◆ Your goal: The lines needed are those below that contain the word "tree"; copy each one.

Image-grounded pointing data
..............................

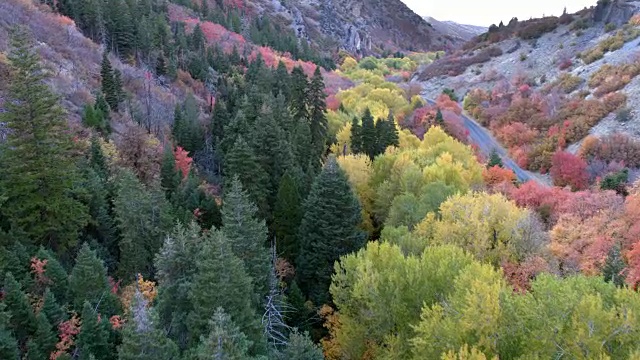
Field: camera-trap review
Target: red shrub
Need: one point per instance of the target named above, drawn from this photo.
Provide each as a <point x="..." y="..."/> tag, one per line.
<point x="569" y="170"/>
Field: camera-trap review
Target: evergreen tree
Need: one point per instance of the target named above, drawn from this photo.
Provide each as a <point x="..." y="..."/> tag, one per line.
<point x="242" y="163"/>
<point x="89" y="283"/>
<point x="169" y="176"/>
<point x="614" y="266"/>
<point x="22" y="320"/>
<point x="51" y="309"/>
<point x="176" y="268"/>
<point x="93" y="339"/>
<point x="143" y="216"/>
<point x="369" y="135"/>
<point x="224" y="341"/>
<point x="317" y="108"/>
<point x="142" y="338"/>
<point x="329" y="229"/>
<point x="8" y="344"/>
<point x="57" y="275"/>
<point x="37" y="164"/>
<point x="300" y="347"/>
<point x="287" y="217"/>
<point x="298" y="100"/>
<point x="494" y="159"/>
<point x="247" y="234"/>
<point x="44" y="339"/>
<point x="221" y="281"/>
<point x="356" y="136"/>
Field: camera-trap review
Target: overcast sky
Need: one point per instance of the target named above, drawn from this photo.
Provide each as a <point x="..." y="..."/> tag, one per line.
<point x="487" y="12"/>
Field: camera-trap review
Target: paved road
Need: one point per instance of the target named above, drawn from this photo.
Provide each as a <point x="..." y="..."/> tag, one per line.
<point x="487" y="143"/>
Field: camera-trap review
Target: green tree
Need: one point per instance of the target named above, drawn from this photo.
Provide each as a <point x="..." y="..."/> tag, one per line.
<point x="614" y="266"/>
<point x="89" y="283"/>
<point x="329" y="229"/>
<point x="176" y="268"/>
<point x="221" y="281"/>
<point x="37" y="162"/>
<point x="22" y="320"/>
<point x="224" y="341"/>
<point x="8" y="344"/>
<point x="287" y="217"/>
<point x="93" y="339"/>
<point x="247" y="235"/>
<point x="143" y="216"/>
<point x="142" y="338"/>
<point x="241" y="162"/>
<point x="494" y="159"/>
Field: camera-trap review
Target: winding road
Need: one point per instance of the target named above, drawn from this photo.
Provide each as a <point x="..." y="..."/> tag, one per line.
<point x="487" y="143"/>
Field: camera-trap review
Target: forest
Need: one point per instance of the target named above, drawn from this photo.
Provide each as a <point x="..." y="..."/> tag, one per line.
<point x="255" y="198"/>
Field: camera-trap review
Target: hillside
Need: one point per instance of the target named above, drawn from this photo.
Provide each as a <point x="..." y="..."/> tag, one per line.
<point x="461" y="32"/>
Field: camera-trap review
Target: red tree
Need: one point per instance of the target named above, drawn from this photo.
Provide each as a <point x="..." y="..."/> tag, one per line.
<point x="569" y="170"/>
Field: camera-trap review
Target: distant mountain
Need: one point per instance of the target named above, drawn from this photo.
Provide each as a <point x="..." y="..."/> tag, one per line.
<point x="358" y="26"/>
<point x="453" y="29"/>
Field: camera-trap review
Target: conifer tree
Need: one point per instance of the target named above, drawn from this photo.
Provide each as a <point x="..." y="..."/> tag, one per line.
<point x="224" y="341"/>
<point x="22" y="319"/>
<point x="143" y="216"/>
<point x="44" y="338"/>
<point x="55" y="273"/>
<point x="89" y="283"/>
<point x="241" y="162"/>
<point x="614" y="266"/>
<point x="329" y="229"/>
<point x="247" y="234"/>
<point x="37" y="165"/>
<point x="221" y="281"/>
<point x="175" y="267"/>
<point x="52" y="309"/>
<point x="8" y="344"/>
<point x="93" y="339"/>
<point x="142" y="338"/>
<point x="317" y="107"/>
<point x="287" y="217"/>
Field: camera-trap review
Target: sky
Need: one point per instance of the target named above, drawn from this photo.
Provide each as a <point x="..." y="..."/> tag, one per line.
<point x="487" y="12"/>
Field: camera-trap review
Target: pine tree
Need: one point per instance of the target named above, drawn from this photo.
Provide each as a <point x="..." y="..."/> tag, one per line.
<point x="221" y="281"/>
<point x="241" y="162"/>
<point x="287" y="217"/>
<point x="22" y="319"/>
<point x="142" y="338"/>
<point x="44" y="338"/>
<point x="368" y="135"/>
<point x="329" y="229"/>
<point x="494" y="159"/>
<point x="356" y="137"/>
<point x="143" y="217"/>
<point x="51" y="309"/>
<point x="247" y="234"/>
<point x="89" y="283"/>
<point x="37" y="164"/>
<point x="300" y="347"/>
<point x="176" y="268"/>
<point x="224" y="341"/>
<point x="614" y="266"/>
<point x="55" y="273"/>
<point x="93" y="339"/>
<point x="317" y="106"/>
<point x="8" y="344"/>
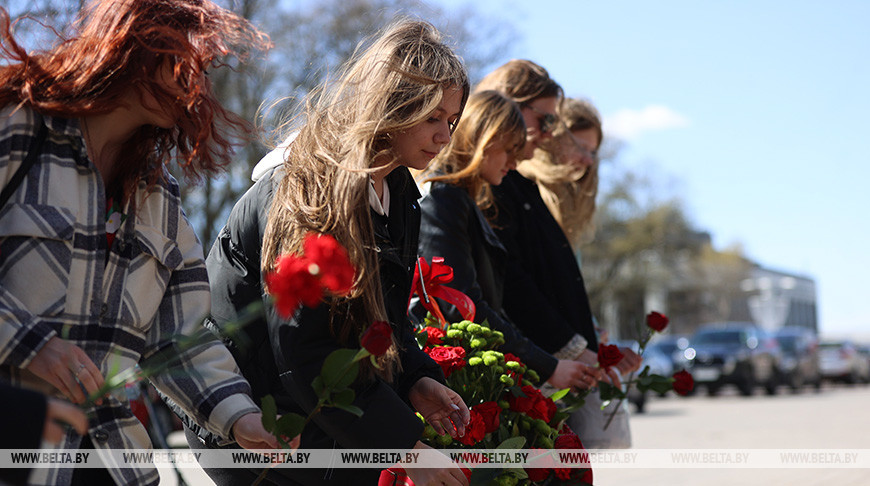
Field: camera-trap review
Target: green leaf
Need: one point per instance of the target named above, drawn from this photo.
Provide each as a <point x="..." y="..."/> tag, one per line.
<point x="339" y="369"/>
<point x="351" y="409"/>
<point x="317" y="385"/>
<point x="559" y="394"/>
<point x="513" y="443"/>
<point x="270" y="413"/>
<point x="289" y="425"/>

..............................

◆ Expected answer:
Target: evergreen tree
Target: green tree
Target: red tree
Target: conifer tree
Target: pine tree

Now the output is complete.